• Excerpted data:

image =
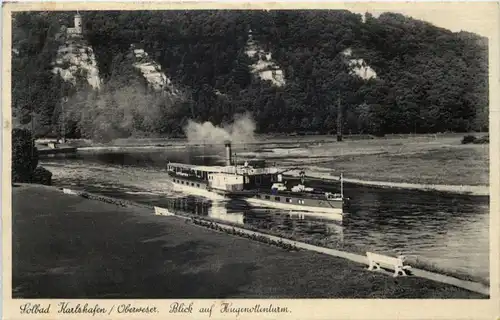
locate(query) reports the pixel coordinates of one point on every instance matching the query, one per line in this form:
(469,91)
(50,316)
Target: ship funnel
(229,160)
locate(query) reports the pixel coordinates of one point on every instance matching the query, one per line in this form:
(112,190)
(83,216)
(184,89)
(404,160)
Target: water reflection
(451,231)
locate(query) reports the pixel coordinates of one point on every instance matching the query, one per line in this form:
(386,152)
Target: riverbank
(68,246)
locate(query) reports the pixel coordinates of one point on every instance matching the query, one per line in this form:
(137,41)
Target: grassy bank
(69,247)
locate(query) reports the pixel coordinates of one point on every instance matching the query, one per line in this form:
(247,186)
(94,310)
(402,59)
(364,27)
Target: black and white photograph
(262,153)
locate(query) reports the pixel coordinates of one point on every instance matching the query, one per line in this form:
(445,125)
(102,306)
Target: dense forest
(428,79)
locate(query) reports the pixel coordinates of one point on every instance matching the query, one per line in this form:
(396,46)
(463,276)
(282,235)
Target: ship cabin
(237,178)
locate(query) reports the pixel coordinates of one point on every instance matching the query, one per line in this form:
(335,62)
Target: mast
(339,120)
(341,185)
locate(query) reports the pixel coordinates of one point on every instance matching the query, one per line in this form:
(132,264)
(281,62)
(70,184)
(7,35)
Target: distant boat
(257,184)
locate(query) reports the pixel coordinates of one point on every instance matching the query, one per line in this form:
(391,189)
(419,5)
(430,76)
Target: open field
(70,247)
(467,165)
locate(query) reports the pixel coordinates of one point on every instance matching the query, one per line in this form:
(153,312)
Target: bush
(24,155)
(468,139)
(42,176)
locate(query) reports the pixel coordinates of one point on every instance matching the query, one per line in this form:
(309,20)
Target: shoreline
(457,189)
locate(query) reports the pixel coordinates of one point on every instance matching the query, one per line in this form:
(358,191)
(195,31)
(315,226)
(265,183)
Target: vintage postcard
(217,160)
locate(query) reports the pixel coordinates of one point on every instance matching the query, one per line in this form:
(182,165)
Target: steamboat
(258,184)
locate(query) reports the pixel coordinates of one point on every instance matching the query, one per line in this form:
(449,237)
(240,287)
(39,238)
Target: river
(448,231)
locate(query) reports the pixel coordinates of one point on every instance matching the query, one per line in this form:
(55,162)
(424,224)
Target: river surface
(448,231)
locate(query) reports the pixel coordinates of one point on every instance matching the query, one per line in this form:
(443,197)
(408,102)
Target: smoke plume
(241,131)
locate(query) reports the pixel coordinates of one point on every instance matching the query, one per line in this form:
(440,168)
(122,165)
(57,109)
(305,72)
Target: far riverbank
(128,246)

• The exercise: Restate the records word for word, omitting images.

• The reply:
image =
locate(query) reports the pixel coordinates of one point on every instance matching the query, one per line in this form:
(469,91)
(50,316)
Target: ship funnel
(229,160)
locate(query) reports the pixel coordinates of one point on every instance matching the query, one per line in this form:
(112,190)
(83,216)
(184,89)
(404,160)
Target: water reflection
(451,231)
locate(query) reports the pixel coordinates of one point on every instance matching the query, one per line in this form:
(386,152)
Target: riverbank
(68,246)
locate(query) reports the pixel coordinates of one point on every instance matching the query, one per line in this form:
(137,41)
Target: grassy bank
(69,247)
locate(query) reports the pixel coordinates of one point on every instance matching the query, one per line in this form:
(247,186)
(94,310)
(402,59)
(364,27)
Target: black and white photograph
(262,153)
locate(query) reports the pixel coordinates of one point on every instance matching the query, one per line in this form:
(445,125)
(102,306)
Target: dense forest
(428,79)
locate(query) reports the pixel coordinates of one point on every instance matching the query, one per line in this form:
(396,46)
(463,276)
(282,235)
Target: ship cabin
(237,178)
locate(query) reports the pixel coordinates of one point on every instance matching the query, one per line in this form:
(335,62)
Target: mast
(339,120)
(341,185)
locate(query) reports the pixel coordinates of one point on every instance matching the query, one per line in this form:
(132,264)
(281,62)
(70,184)
(7,35)
Target: distant boat
(257,184)
locate(query) reports the pixel coordinates of one point on every instance matching the query, one per line in this form:
(391,189)
(419,5)
(430,76)
Target: open field
(70,247)
(467,165)
locate(query) reports the pixel coordinates of one point on every instance matching the query, one per line in this form:
(153,312)
Target: bush
(24,155)
(468,139)
(42,176)
locate(query) reports the pixel coordinates of one point on every instance matching the query, one per line in this form:
(309,20)
Target: shoreline
(457,189)
locate(query) reports the pixel coordinates of one point on every instance matching the query, one per line in this form:
(358,191)
(195,31)
(315,226)
(265,183)
Target: vintage postcard
(217,160)
locate(query) reports the pixel coordinates of one point on every instance matching the query, one per line in this form:
(182,165)
Target: steamboat
(258,184)
locate(query) reports the pixel coordinates of one point on every instance matching the query, one per line in this form:
(449,237)
(240,287)
(39,238)
Target: river
(448,231)
locate(query) reports the pixel coordinates of one point on every instance matching the query, one per line in this form:
(55,162)
(424,224)
Target: river surface
(448,231)
locate(query) reports the pixel coordinates of one point on every instance matching the query, one per line in this form:
(443,197)
(408,102)
Target: smoke plume
(241,131)
locate(query) reports the pixel coordinates of one point on every instance matching the query, one per line in this form:
(440,168)
(122,165)
(57,109)
(305,72)
Target: far riverbank
(128,246)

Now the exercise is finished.